- _SELECTED TEXT_

Then there's the dismasting and him cutting the rig free. There was only 1 line still holding the mast to the boat and he just simply cut it with his knife? No other rigging whatsoever still attached? No stay or shrouds? No running rigging? 

Also when he was first holed and his ship was flooding did he not have any electric bilge pump(s)? No engine? No bucket?


----------



## Chas H (Sep 6, 2013)

I was hoping to learn something about sailing watching this movie. What a disappointment. Instead I remembered some bonehead things I've done when over tired; things I would "never" do on a sunny morning after a good nights sleep. I once sailed into five feet of water with a five foot draft that I clearly saw marked on my paper chart. I was tired and wanted to tie up in a small marina. I didn't have to tie up or drop the hook until it was time to kedge off. I once anchored at dusk in a small cove with a rocky bottom and a lee shore. I did sleep soundly. I'm sure an angel stood on the anchor all night.

- _COMPLETE THE FOLLOWING_
1) Copy the rows word for word, beginning with their first line and going on through the line that contains "[[[15,107],[16,105],[31,106],[33,100],[24,96],[0,96],[0,106]]]".
2) Extend the forum thread about the sailing movie, picking up right after its last sentence.

Records from a dataset
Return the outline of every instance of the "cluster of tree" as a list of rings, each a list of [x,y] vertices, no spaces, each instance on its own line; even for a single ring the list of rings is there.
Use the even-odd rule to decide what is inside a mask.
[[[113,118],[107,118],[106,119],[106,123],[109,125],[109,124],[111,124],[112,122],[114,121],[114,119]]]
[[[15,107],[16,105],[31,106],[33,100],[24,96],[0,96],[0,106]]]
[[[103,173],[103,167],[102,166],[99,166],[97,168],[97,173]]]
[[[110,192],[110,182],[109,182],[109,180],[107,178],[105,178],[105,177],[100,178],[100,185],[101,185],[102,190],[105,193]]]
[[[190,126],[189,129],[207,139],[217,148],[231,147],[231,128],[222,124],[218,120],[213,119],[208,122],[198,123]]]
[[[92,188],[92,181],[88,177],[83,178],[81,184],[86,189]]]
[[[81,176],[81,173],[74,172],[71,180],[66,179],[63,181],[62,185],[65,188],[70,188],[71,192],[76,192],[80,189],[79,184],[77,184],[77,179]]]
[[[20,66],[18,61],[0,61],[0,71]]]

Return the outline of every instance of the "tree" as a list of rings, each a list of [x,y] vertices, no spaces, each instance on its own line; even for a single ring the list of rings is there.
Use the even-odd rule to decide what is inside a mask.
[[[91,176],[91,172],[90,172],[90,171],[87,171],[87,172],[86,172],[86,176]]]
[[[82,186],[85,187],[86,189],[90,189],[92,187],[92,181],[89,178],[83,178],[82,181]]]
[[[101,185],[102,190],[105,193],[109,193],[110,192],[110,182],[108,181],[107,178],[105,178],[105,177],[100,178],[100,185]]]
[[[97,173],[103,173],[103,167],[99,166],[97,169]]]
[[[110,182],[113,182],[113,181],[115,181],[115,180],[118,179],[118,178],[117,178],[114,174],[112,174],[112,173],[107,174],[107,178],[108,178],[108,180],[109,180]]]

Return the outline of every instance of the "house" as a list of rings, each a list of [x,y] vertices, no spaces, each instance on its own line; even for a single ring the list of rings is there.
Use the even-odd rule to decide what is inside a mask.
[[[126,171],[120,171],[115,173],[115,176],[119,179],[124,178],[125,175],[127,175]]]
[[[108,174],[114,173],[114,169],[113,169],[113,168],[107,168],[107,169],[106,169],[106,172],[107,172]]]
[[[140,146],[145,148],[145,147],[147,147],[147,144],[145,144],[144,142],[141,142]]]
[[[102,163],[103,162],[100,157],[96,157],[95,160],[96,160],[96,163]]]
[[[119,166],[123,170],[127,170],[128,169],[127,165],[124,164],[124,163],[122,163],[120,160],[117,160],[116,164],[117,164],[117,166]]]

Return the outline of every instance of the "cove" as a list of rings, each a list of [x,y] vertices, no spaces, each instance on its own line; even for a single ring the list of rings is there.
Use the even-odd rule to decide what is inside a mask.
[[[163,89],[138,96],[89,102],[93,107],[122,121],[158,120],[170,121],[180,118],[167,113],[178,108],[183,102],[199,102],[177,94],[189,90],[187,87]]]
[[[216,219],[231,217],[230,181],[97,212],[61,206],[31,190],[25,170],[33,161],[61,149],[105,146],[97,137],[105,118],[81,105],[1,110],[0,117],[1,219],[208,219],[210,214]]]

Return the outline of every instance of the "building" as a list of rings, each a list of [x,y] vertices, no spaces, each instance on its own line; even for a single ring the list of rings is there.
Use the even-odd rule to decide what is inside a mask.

- _RESPONSES FOR EACH TASK_
1)
Return the outline of every instance of the "cluster of tree" as a list of rings, each a list of [x,y] vertices, no spaces, each instance on its own line; even for a single ring the list of rings is there.
Use the even-odd rule to decide what is inside a mask.
[[[113,118],[107,118],[106,119],[106,123],[109,125],[109,124],[111,124],[112,122],[114,121],[114,119]]]
[[[15,107],[16,105],[31,106],[33,100],[24,96],[0,96],[0,106]]]

2)
"All Is Lost" was a disappointing movie. I didn't want to put myself in Redford's Topsiders either. It was uncomfortable enough being on the same boat with him.

A great movie that is technically accurate for the most part and has some wonderful sailing footage of early 20th century fishing schooners is the 1937 production of "Captains Courageous" starring Spencer Tracy (who won an Academy Award for "Best Actor"), Lionel Barrymore, and Mickey Rooney. I'd sail with capt'n Disko Troop anytime.
-CH


----------



## Skipper Jer (Aug 26, 2008)

" It was uncomfortable enough being on the same boat with him."

That has to be the most accurate, the best summation, the epic statement concerning how I and most others who have commented thought/felt/experienced about this movie.


----------



## SJ34 (Jul 30, 2008)

Finally had a chance to watch the movie. It was about as technically accurate as any movie I've seen lately. I always have to turn part of my brain off, which I did with this one before hitting play, having just heard Our Man say that he isn't a sailor and obviously neither is the director. After all, it wasn't intended to be an instructional video.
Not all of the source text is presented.